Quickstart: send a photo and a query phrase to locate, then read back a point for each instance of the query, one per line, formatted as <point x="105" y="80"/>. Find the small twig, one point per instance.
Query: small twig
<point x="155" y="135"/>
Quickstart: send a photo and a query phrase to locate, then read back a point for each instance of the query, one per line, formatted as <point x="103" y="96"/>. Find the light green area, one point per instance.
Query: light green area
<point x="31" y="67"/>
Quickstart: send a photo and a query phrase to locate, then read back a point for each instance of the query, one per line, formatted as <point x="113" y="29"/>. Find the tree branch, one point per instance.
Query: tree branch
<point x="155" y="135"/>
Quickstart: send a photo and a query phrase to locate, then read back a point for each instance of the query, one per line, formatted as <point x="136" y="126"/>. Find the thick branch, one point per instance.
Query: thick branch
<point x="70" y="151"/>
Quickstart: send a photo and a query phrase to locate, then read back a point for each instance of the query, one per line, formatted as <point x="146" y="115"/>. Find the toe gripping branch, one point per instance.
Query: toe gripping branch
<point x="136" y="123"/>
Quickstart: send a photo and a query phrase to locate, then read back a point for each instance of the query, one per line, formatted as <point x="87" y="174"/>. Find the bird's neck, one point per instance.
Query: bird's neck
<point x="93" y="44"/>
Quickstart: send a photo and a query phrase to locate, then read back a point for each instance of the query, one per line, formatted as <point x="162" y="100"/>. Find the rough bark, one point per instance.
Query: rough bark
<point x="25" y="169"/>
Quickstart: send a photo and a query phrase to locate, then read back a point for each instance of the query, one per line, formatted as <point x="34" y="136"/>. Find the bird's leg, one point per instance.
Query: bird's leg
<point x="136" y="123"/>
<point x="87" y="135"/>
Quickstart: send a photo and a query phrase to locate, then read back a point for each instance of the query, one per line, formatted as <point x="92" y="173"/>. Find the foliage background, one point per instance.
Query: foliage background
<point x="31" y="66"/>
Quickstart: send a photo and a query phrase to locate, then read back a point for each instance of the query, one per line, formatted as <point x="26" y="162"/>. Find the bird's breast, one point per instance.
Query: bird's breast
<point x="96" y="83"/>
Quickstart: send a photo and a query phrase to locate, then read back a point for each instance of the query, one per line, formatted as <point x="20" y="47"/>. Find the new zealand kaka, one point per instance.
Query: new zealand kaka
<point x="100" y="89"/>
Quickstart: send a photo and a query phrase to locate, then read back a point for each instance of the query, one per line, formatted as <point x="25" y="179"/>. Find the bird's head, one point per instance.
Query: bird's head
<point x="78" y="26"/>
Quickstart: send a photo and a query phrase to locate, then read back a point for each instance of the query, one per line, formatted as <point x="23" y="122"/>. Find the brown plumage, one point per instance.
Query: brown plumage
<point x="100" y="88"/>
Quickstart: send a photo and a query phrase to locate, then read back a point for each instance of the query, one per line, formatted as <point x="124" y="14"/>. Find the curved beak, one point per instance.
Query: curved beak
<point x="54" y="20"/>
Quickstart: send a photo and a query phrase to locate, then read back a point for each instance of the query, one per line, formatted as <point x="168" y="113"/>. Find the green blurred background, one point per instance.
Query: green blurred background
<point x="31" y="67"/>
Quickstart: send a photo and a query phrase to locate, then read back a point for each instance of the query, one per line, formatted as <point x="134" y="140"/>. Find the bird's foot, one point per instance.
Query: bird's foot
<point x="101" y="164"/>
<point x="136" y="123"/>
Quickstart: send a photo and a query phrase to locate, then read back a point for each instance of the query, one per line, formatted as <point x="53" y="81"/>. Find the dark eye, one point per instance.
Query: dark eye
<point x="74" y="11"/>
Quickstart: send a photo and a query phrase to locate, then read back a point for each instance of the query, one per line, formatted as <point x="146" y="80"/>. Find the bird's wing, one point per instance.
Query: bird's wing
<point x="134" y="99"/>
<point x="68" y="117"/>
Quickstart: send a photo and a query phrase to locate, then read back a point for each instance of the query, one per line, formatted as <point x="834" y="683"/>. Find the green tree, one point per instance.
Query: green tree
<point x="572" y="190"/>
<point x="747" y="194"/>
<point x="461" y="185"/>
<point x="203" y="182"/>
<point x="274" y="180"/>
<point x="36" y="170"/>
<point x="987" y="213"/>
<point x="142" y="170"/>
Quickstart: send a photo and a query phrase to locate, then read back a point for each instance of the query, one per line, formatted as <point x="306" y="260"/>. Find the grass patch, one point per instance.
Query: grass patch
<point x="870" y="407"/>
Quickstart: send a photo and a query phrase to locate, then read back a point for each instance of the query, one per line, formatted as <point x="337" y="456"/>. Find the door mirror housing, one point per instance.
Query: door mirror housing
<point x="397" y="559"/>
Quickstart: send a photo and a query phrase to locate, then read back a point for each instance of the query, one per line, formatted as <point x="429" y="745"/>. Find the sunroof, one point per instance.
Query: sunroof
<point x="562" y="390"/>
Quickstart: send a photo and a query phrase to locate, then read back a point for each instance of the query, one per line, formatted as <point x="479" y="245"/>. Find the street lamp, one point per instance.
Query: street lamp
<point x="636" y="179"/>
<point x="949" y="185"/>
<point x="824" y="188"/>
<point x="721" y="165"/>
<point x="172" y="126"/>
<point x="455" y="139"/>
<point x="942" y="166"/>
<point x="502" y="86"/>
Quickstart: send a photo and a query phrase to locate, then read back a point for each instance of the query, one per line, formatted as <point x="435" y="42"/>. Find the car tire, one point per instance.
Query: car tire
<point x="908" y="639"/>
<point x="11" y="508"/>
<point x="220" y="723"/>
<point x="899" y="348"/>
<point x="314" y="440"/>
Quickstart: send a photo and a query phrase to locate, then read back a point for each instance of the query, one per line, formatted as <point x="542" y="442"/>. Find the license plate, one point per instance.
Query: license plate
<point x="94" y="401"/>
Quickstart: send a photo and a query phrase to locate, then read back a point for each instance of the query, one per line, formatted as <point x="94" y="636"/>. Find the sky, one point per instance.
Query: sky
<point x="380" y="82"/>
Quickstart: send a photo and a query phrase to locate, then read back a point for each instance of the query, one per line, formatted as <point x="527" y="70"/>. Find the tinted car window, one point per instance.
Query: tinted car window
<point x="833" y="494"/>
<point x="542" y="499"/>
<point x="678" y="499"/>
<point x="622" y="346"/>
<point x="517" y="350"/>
────────────────────
Give back the listing exactly.

> Output below
Quickstart: send a photo and a query phrase to locate, then read back a point for each instance of the query, one per line, formatted as <point x="105" y="80"/>. Find the small twig, one point per instance.
Query: small twig
<point x="155" y="135"/>
Quickstart: send a photo and a query phrase to locate, then read back a point for each instance of the query, one per line, formatted as <point x="103" y="96"/>. Find the light green area, one point per instance.
Query: light green area
<point x="31" y="67"/>
Quickstart: send a photo and a query phrase to locate, then read back a point for each instance of the query, one per line, formatted as <point x="113" y="29"/>. Find the tree branch, one point per instance.
Query: tree branch
<point x="155" y="135"/>
Quickstart: send a photo and a query phrase to locate, then read back a point for each instance of the query, one per line, formatted as <point x="136" y="126"/>. Find the thick branch, one point per instance.
Query: thick branch
<point x="70" y="151"/>
Quickstart: send a photo and a query phrase to locate, then read back a point for each instance of the query, one per line, formatted as <point x="146" y="115"/>. Find the toe gripping branch, one point per instance.
Query: toe gripping branch
<point x="136" y="123"/>
Quickstart: send a photo and a query phrase to locate, then read back a point for each instance of the query, one per line, formatted as <point x="87" y="174"/>. Find the bird's neck, one point per instance.
Query: bird's neck
<point x="93" y="44"/>
Quickstart: send a photo and a query phrase to locate, then read back a point for each instance of the query, one per line, formatted as <point x="162" y="100"/>. Find the rough bark, one point per instance.
Query: rough bark
<point x="25" y="169"/>
Quickstart: send a photo and a query phrase to locate, then read back a point for each instance of the query, one per line, formatted as <point x="34" y="136"/>. Find the bird's leg, one point per instance.
Query: bird's leg
<point x="136" y="123"/>
<point x="87" y="135"/>
Quickstart: send a photo and a query phrase to locate, then read back a point for each instance of the query, one per line, formatted as <point x="92" y="173"/>. Find the foliage background, one point per instance.
Query: foliage background
<point x="31" y="66"/>
Quickstart: send a photo and a query phrase to locate, then read back a point for each instance of the query, one per line, formatted as <point x="26" y="162"/>. Find the bird's breast, one point per instance.
Query: bird's breast
<point x="96" y="83"/>
Quickstart: send a photo and a query phrase to locate, then read back a point for each instance of the query, one per line, formatted as <point x="20" y="47"/>. Find the new zealand kaka, one point per instance.
Query: new zealand kaka
<point x="100" y="89"/>
Quickstart: send a photo and a query phrase to locate, then read back a point for each instance of the query, one per line, formatted as <point x="25" y="179"/>. Find the bird's head, one point per instance.
Query: bird's head
<point x="78" y="26"/>
Quickstart: send a photo and a query phrase to locate, then read back a point for each instance of the query, one per line, formatted as <point x="23" y="122"/>. Find the brown plumage, one point per instance.
Query: brown plumage
<point x="100" y="88"/>
Quickstart: send a photo and a query phrase to locate, then read back a point for each instance of the query, one per line, formatted as <point x="124" y="14"/>. Find the curved beak, one point per instance.
Query: curved beak
<point x="54" y="20"/>
Quickstart: send a photo and a query phrase to locate, then read back a point for each instance of the query, one per line, formatted as <point x="168" y="113"/>. Find the green blurred background, one point per instance.
Query: green blurred background
<point x="31" y="67"/>
Quickstart: send a photo and a query phrase to locate, then read back a point for each instance of the query, one per line, formatted as <point x="134" y="140"/>. Find the bird's foot, one point per instance.
Query: bird's foot
<point x="101" y="164"/>
<point x="136" y="123"/>
Quickstart: send a photo and a query phrase to locate, then read back a point for each instance of the query, one per line, formatted as <point x="53" y="81"/>. Find the dark eye, one point per instance.
Query: dark eye
<point x="74" y="11"/>
Quickstart: send a photo and a query phrase to locate, then read back a point for each instance of the query, one per line, formatted as <point x="146" y="80"/>. Find the bird's wing, one point per instance.
Query: bird's wing
<point x="134" y="99"/>
<point x="68" y="117"/>
Quickstart: send a photo and a query phrase to locate, then read back a point for each instance of the query, one per line, formatted as <point x="834" y="683"/>. Find the green tree, one point per instance.
Query: green tree
<point x="572" y="190"/>
<point x="747" y="194"/>
<point x="461" y="185"/>
<point x="203" y="182"/>
<point x="274" y="180"/>
<point x="36" y="170"/>
<point x="987" y="213"/>
<point x="142" y="170"/>
Quickstart: send a photo and a query phrase to locate, then read back a point for each instance of the query, one per line, formatted as <point x="306" y="260"/>. Find the grass patch, one point per instance.
Query: grass patch
<point x="870" y="407"/>
Quickstart: send a photo and a query phrase to locate, then read back a point for each instance of the query, one per line, formatted as <point x="337" y="456"/>. Find the door mirror housing, one point per instance.
Query: door mirror housing
<point x="397" y="559"/>
Quickstart: send a photo and a query phrase to locate, then read back a point for each instance of the query, one per line, formatted as <point x="429" y="745"/>. Find the sunroof, one point per instance.
Query: sunroof
<point x="562" y="390"/>
Quickstart: send a photo and a query phrase to locate, then read back a point for each instance of the query, one per line, formatted as <point x="479" y="245"/>. Find the street lamp, one point per instance.
Query: street lamp
<point x="636" y="179"/>
<point x="949" y="185"/>
<point x="824" y="188"/>
<point x="721" y="165"/>
<point x="172" y="126"/>
<point x="455" y="139"/>
<point x="942" y="166"/>
<point x="502" y="86"/>
Quickstart: send a photo and a query phrase to locate, then read back a point for each instance of the query, one per line, formatted as <point x="435" y="42"/>. Find the car tire, one point per instance.
Query: car tire
<point x="908" y="639"/>
<point x="11" y="508"/>
<point x="220" y="723"/>
<point x="899" y="348"/>
<point x="314" y="440"/>
Quickstart: send a photo and a query phrase to locate, then read back a point for each instance of the query, one per line, formatted as <point x="542" y="442"/>. Find the license plate, one point per instance.
Query: license plate
<point x="94" y="401"/>
Quickstart: send a photo and a query phrase to locate, then read back a point for each instance of the query, one per line, formatted as <point x="94" y="636"/>. Find the sky, one point per instance.
Query: sky
<point x="380" y="82"/>
Quickstart: send a photo and a query phrase to locate, then read back a point for each instance of the query, one per line, formatted as <point x="527" y="70"/>. Find the tinted car window, one point per instance.
Query: tinted car window
<point x="833" y="494"/>
<point x="542" y="499"/>
<point x="678" y="499"/>
<point x="622" y="346"/>
<point x="517" y="350"/>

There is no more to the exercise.